Teks Bacaan:
= = =
Kalimat ‘cintai produk dalam negeri’, ‘gunakan produk Indonesia’ atau kalimat lain sejenis acap kita dengar. ‘Mantra’ tersebut bukan saja didengungkan oleh pemerintah semata, tetapi juga oleh pelaku usaha swasta, bahkan masyarakat konsumen. Tentu tak ada yang salah dengan kalimat itu. Bahkan, di negara maju pun, seperti di Australia, hal semacam itu masih lazim didengungkan.

 

Untuk memperkuat hal tersebut, Pemerintah Indonesia kemudian membuat suatu jargon bertajuk “100% cinta produk Indonesia”. Jargon itu diluncurkan tentu bukan karena tak ada sebab musabab. Semenjak meratifikasi WTO dan ditandatanganinya perjanjian perdagangan bebas antara negara-negara ASEAN (termasuk Indonesia) dengan negara lain seperti Korea (ASEAN Korea Free Trade Agreement/AKFTA), Australia (ASEAN Australia New Zeland FTA), ASEAN China (ACFTA) serta negara Uni Eropa dan Amerika Serikat, kini pasar Indonesia telah terkepung oleh berbagai produk impor. Baik berupa barang dan atau bahkan sektor jasa. Apalagi produk barang yang berasal dari negeri tirai bambu, sedemikian melimpah ruah. Atas dasar itu, kampanye “ayo cintai produk Indonesia” menjadi sangat relevan dilakukan.
= = =
Soal Latihan: Tuliskan kembali secara persis bagian teks bacaan tentang cinta produk Indonesia, mulai dari "Kalimat ‘cintai produk" dan berlanjut hingga "masih lazim didengungkan.". Catatan berikut diambil dari sumber lain, bukan dari teks bacaan.
= = =
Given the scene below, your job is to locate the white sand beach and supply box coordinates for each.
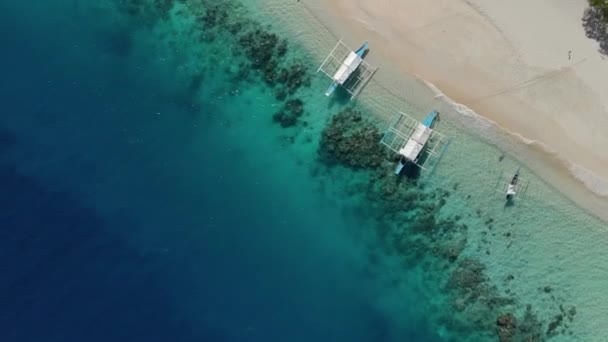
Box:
[306,0,608,222]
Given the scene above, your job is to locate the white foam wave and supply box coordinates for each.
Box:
[422,80,608,197]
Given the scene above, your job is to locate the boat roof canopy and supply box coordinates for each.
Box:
[317,40,378,99]
[380,112,448,171]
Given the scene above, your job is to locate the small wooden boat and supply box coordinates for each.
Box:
[395,111,439,175]
[325,42,369,96]
[507,167,520,201]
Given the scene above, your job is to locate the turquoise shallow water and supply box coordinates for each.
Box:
[1,0,608,341]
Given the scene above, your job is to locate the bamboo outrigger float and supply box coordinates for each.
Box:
[317,40,378,100]
[380,111,448,175]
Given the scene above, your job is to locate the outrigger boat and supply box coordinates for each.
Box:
[395,111,439,175]
[496,167,528,205]
[325,42,369,96]
[317,40,378,100]
[507,167,520,201]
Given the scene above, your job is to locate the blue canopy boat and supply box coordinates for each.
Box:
[395,111,439,175]
[325,42,369,96]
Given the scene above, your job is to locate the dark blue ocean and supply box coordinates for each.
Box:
[0,0,442,342]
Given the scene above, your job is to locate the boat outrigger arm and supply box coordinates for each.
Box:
[395,111,439,175]
[325,42,369,96]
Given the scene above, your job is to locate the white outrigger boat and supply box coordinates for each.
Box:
[380,111,448,175]
[317,40,376,99]
[507,167,520,201]
[395,111,439,175]
[496,167,528,204]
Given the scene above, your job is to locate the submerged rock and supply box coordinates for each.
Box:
[496,313,517,342]
[320,109,386,169]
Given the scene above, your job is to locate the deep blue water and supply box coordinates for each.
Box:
[0,1,442,342]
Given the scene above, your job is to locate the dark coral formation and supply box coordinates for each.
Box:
[319,108,576,341]
[583,0,608,55]
[320,109,386,168]
[116,0,310,127]
[496,313,517,342]
[272,99,304,127]
[112,0,576,341]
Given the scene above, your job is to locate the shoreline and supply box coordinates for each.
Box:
[305,0,608,222]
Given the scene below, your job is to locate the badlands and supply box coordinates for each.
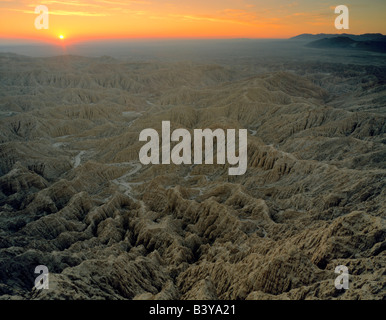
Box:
[0,40,386,300]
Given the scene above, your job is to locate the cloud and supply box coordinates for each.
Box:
[8,8,109,17]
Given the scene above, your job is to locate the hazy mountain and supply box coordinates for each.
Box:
[306,36,386,53]
[290,33,386,41]
[0,41,386,300]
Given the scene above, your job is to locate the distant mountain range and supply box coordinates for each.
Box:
[290,33,386,53]
[290,33,386,41]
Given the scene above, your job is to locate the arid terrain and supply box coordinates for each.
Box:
[0,42,386,299]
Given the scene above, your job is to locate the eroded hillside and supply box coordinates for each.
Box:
[0,54,386,299]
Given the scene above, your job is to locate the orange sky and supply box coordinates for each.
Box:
[0,0,386,41]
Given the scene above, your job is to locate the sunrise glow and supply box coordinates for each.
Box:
[0,0,386,41]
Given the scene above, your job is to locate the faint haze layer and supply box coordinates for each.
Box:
[0,39,386,300]
[0,0,386,41]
= = =
Jawaban Latihan:
Kalimat ‘cintai produk dalam negeri’, ‘gunakan produk Indonesia’ atau kalimat lain sejenis acap kita dengar. ‘Mantra’ tersebut bukan saja didengungkan oleh pemerintah semata, tetapi juga oleh pelaku usaha swasta, bahkan masyarakat konsumen. Tentu tak ada yang salah dengan kalimat itu. Bahkan, di negara maju pun, seperti di Australia, hal semacam itu masih lazim didengungkan.